== Что сделать ==
a. Какая пора стояла в отрывке, когда автобус набирал скорость?
b. Пожалуйста, продублируйте часть отрывка в точности, начиная со слов «Пора была сенокосная.» и продолжая до слов «в джунглях рынка.».

== Предоставленный отрывок ==
Иное дело — начать бы книгу прямо с первого рассказа:
“Автобус вырвался из душных объятий города, вздохнул железными легкими и стал набирать скорость.
Пора была сенокосная. Мелькали разноцветные рубахи косарей. Вокруг заросших болотцев стояли рыбаки. С телеграфного столба, вонзая когти в дерево, слезал монтер. “С когтями, а не птица, летит и матерится”, — сказал один из пассажиров. Ехать стало веселее”.
Да из этих нескольких строчек об авторе вычитывается больше, чем из обоих предваряющих их в книге рекламных материалов! Я не настаиваю, что это шедевр словесности, который можно поставить в ряд с знаменитыми зачинами классических произведений. Но абсолютно же ясно, что дальше вас не ожидает ни угрюмая серьезность “почвенников”-семидесятников, ни разнузданный стеб литературных “маугли”, выросших в джунглях рынка.

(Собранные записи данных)
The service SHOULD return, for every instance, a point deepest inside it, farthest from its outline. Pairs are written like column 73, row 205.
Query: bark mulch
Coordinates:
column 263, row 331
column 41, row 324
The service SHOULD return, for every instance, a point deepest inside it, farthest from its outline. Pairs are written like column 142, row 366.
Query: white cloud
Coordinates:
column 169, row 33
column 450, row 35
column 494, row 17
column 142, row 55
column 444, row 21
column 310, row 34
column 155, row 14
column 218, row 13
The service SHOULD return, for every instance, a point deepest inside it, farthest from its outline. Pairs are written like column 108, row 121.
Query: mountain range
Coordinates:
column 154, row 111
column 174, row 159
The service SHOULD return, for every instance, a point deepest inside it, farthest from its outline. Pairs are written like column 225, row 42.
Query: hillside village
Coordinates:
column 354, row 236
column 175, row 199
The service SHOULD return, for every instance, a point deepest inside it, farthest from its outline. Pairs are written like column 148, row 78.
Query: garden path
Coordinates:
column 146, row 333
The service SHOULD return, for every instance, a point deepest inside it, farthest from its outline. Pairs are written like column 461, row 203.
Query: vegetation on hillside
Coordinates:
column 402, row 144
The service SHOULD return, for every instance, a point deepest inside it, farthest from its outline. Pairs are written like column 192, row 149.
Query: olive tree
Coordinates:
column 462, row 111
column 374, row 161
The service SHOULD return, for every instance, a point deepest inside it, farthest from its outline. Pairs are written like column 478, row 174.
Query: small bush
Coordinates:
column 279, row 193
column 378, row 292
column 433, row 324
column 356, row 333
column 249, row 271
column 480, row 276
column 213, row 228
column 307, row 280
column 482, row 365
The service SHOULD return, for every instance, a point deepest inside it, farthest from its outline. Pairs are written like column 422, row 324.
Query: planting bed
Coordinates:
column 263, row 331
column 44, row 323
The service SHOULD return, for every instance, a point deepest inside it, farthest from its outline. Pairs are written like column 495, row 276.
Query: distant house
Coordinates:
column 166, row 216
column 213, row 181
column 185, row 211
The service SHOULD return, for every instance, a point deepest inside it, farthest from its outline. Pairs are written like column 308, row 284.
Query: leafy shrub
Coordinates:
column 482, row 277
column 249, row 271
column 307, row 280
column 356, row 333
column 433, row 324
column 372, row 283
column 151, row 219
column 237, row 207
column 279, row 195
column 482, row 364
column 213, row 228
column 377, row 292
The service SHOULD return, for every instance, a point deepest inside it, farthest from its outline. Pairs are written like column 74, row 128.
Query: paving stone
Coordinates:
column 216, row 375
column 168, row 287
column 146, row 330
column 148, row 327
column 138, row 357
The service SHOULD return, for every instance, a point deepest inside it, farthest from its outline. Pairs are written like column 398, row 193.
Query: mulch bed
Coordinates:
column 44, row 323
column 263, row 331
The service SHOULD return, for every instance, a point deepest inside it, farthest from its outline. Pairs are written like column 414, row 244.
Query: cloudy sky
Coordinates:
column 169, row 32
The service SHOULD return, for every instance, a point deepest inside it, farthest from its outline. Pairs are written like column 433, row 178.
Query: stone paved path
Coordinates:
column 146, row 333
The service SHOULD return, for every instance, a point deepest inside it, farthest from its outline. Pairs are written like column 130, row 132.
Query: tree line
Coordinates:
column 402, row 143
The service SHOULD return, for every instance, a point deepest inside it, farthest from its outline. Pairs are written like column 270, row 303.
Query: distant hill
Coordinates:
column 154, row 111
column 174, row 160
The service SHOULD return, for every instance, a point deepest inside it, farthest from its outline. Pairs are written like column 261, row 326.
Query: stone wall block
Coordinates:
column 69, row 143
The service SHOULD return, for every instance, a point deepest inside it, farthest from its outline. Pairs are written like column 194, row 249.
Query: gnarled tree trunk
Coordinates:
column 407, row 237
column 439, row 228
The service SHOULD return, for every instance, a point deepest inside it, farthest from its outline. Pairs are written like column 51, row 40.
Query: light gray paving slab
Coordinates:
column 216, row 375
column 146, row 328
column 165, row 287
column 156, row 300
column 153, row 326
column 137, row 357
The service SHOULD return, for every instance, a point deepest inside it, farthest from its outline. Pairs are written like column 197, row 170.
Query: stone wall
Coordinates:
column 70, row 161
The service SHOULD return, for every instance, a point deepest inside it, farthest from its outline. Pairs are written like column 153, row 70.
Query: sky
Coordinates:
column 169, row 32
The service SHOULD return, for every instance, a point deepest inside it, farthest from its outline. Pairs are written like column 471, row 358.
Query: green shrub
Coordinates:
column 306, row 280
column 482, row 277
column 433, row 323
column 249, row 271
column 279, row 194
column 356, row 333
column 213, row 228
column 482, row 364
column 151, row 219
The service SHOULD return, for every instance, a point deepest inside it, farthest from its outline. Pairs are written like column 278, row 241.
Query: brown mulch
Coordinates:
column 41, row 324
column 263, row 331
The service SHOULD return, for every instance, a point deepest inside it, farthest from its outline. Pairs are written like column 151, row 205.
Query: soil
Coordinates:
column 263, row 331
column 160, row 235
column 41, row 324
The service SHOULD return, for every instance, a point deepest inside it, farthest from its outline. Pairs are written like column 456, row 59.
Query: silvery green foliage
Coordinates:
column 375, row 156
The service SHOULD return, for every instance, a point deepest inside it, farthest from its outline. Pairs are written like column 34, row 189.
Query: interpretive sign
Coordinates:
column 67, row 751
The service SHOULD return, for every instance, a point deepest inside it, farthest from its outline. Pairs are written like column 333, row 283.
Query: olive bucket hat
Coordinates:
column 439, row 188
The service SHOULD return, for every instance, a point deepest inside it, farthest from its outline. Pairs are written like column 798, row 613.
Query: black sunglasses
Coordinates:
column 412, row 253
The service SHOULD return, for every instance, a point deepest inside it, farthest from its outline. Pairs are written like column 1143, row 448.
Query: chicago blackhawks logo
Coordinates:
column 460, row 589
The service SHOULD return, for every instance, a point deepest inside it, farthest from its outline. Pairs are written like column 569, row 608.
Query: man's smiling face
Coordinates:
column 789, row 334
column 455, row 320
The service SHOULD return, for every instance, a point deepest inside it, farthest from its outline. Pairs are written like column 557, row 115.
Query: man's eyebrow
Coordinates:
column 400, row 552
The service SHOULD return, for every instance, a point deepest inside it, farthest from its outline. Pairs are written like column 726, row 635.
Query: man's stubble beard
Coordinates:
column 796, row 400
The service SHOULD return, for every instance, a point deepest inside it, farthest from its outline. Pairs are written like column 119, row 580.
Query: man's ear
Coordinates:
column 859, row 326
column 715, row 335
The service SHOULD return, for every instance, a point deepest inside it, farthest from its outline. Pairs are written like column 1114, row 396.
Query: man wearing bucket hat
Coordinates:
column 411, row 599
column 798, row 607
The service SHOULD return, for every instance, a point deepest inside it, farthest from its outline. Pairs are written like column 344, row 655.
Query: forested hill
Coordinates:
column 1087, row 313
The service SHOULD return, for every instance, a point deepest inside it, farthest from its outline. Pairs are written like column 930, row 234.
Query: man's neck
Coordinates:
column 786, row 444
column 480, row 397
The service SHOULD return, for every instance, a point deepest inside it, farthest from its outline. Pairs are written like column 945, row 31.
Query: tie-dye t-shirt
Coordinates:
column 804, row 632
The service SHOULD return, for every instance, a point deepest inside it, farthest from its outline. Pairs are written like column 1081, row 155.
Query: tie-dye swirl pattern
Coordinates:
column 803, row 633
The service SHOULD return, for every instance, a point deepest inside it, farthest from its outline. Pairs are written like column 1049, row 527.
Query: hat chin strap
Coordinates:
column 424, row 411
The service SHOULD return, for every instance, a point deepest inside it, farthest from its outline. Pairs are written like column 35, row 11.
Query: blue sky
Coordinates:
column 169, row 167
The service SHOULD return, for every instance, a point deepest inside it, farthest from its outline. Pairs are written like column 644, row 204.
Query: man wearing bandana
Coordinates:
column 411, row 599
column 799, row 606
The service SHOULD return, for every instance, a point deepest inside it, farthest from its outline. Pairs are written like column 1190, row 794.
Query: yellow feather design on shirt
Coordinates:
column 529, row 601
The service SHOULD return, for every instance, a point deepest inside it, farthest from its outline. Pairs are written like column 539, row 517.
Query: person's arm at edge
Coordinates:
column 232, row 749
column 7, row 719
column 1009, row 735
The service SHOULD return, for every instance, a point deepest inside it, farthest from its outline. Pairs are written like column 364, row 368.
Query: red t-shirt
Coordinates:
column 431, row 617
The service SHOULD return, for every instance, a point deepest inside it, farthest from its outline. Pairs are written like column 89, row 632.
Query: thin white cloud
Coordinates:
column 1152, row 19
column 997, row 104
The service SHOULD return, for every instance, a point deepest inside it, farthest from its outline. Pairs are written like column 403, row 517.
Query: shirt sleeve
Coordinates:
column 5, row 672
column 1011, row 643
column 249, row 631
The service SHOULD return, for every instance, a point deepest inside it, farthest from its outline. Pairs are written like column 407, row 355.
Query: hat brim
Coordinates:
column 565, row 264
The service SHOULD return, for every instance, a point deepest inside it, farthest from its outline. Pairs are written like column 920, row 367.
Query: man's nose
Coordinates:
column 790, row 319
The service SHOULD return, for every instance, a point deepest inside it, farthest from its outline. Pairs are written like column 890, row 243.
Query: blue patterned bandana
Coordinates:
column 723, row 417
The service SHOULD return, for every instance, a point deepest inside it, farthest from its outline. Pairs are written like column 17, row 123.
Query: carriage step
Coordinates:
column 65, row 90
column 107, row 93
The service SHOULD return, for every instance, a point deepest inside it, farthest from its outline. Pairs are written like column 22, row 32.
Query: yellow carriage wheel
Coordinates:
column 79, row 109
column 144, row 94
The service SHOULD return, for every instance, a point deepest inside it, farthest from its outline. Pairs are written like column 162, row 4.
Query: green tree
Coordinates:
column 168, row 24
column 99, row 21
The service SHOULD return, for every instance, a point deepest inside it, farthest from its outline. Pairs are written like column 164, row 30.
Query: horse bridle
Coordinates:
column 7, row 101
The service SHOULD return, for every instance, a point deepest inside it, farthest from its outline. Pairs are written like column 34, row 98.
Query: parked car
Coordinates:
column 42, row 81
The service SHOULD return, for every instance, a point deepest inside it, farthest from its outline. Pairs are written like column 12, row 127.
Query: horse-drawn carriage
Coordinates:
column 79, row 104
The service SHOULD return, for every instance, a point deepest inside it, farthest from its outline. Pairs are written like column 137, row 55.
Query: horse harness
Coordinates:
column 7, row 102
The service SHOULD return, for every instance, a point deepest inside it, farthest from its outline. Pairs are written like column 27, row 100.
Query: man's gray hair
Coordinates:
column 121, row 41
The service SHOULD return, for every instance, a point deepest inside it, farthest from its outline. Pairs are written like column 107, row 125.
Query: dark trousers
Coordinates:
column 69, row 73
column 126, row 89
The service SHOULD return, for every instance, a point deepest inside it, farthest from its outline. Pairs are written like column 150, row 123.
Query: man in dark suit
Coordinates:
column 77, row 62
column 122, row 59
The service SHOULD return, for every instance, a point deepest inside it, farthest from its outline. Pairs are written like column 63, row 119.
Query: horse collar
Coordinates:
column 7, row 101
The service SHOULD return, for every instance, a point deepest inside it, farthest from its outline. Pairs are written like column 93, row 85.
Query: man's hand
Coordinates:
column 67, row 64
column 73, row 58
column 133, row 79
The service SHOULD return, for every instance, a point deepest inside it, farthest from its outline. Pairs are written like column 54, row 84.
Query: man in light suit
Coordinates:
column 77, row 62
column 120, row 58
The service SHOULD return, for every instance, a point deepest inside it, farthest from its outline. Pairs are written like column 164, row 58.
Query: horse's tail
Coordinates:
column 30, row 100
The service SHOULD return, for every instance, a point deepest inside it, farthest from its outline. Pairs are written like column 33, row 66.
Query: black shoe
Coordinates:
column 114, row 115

== Ответы на задания ==
a. Сенокосная.

b.
Пора была сенокосная. Мелькали разноцветные рубахи косарей. Вокруг заросших болотцев стояли рыбаки. С телеграфного столба, вонзая когти в дерево, слезал монтер. “С когтями, а не птица, летит и матерится”, — сказал один из пассажиров. Ехать стало веселее”.
Да из этих нескольких строчек об авторе вычитывается больше, чем из обоих предваряющих их в книге рекламных материалов! Я не настаиваю, что это шедевр словесности, который можно поставить в ряд с знаменитыми зачинами классических произведений. Но абсолютно же ясно, что дальше вас не ожидает ни угрюмая серьезность “почвенников”-семидесятников, ни разнузданный стеб литературных “маугли”, выросших в джунглях рынка.